Goal
Find every line in the records below that contains the string "background", and copy each one out. Only matches with the same letter case count.

Dataset excerpts on pointing at objects:
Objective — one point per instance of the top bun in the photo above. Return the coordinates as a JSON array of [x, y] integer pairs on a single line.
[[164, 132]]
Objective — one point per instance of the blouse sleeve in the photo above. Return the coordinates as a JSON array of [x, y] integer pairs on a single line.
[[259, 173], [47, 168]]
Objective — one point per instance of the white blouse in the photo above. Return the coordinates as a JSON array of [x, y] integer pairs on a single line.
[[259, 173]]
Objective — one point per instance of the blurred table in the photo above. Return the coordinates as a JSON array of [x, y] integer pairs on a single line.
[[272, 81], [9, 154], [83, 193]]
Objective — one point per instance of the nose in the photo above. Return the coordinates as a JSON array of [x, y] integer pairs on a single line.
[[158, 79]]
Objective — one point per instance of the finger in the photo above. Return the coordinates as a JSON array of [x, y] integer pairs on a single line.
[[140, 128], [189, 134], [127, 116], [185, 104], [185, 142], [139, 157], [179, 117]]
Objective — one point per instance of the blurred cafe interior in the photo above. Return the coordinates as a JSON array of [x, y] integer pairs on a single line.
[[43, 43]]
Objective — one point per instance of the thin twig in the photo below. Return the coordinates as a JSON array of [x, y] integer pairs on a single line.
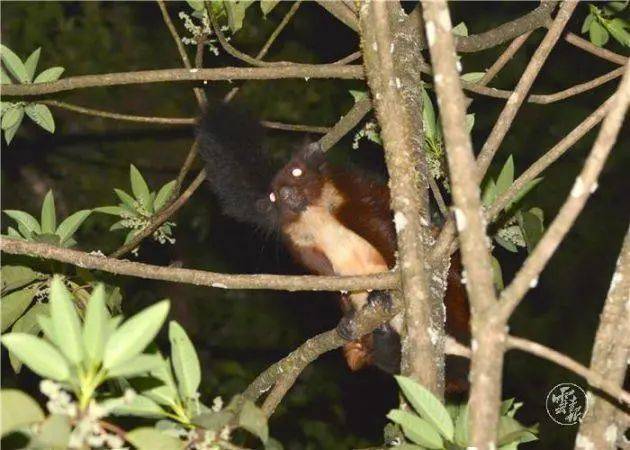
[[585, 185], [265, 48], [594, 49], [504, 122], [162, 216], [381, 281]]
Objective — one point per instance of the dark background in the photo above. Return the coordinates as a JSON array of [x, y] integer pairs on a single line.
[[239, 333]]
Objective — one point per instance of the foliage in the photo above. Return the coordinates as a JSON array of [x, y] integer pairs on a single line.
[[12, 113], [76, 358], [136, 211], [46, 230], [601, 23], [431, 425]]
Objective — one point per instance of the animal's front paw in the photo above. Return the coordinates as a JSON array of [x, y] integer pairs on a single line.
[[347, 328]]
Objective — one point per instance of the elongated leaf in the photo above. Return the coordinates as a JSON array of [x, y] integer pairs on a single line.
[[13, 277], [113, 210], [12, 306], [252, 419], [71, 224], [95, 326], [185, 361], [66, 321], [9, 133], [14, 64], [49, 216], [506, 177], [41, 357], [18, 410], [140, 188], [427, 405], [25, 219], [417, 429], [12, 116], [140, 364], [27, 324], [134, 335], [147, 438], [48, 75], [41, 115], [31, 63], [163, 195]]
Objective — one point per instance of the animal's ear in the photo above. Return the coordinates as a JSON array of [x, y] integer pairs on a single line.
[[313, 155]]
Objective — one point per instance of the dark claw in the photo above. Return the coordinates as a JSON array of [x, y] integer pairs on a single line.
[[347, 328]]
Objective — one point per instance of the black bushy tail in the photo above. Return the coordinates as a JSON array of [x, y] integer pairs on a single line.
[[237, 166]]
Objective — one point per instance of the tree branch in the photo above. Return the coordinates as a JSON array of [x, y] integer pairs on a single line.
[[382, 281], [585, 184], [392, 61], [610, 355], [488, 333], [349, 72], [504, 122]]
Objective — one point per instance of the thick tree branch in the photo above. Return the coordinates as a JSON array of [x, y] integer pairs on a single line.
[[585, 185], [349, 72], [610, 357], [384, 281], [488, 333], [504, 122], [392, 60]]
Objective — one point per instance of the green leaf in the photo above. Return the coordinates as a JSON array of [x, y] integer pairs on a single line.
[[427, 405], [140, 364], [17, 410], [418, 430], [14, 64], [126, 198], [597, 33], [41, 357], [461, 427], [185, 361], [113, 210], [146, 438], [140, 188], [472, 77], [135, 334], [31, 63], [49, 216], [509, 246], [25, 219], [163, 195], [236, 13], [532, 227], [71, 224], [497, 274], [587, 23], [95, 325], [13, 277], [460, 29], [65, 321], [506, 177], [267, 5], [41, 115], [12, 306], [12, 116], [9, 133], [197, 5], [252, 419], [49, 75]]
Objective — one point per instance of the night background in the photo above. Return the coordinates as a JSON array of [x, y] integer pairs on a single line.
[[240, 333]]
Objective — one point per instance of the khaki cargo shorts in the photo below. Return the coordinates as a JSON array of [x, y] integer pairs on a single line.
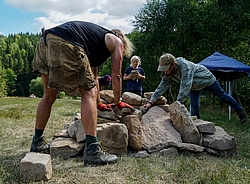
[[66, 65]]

---

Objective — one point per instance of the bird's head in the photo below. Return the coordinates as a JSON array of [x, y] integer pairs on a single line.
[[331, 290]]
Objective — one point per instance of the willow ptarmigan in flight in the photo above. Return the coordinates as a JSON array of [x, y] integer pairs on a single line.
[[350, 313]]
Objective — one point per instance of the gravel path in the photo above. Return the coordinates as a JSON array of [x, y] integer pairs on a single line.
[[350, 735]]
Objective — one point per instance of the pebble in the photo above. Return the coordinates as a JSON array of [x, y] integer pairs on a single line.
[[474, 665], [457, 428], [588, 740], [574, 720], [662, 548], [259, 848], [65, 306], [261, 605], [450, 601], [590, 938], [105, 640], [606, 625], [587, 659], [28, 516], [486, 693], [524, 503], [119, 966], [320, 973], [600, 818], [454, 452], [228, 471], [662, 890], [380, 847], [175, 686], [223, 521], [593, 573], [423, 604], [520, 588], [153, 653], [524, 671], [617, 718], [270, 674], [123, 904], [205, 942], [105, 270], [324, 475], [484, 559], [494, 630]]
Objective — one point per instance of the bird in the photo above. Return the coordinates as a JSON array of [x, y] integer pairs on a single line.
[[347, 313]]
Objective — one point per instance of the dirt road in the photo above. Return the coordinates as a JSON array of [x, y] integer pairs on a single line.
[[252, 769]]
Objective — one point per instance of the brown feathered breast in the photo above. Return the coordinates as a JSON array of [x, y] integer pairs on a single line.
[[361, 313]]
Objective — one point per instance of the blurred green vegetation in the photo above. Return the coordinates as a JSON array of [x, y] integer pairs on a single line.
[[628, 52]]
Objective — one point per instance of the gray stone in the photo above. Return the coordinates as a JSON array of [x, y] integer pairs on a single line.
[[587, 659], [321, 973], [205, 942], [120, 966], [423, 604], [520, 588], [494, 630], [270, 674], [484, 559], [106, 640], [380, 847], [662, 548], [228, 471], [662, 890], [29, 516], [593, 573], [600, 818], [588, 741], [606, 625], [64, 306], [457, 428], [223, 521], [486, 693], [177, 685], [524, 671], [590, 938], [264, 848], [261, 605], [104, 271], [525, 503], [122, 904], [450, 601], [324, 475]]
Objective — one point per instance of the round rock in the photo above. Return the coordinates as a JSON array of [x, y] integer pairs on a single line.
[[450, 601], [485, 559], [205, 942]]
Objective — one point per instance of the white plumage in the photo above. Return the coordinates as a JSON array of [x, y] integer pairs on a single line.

--

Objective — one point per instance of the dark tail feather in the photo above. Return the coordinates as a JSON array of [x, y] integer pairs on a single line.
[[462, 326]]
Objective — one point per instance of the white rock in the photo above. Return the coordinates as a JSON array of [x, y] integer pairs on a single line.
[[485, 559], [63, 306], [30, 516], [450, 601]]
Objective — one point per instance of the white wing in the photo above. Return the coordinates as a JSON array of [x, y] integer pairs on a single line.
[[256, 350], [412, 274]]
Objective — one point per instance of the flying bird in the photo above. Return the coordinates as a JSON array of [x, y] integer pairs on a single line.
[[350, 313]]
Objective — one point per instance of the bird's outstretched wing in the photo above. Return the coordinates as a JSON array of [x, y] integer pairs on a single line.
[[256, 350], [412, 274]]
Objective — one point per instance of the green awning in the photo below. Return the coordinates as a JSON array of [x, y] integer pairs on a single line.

Solution
Objective — one point per instance of the dark background in the photo above. Return the coordinates as a JSON array of [x, y] integer pairs on a single line.
Objective — one point per instance of the night background in the photo above. Return the coordinates as a JSON array of [x, y] integer pairs on a single line.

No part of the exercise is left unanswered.